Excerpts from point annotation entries

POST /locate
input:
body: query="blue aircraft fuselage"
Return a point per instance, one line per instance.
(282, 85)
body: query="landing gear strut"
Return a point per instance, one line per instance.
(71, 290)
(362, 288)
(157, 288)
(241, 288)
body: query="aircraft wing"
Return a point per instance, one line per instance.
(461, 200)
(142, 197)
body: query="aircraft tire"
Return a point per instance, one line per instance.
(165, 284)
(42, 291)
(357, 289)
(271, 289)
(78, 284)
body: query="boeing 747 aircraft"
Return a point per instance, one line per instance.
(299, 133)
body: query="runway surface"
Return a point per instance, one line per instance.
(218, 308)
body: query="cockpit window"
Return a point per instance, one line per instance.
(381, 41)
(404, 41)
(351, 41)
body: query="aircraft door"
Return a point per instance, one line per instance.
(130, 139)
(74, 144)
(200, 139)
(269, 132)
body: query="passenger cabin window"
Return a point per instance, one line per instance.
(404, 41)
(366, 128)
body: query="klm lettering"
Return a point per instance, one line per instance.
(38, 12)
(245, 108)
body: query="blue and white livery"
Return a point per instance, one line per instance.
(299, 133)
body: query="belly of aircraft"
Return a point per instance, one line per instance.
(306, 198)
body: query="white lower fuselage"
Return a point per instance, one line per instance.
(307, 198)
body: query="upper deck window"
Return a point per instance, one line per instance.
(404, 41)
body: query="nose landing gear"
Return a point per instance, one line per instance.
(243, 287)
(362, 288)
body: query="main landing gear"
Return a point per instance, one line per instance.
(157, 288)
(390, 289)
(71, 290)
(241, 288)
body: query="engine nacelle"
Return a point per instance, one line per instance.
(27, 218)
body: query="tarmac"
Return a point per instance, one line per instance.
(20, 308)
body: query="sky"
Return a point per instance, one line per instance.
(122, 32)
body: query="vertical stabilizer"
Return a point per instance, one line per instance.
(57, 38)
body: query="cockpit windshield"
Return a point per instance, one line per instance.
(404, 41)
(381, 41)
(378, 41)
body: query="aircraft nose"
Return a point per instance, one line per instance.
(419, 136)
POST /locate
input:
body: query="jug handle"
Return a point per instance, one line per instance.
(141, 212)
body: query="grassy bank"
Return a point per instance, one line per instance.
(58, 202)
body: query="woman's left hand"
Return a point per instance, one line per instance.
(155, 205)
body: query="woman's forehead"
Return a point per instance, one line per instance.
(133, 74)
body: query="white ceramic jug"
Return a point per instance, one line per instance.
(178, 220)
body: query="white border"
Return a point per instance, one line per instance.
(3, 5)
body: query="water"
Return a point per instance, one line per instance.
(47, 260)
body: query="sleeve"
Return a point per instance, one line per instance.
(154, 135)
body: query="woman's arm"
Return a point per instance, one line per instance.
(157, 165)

What to work on >>
Collect every line in the entries above that contains the string "aircraft" and copy each one in full.

Exercise solution >>
body: query="blue aircraft fuselage"
body: query="aircraft wing"
body: query="aircraft tire"
body: query="boeing 747 aircraft"
body: query="aircraft door"
body: query="belly of aircraft"
body: query="aircraft nose"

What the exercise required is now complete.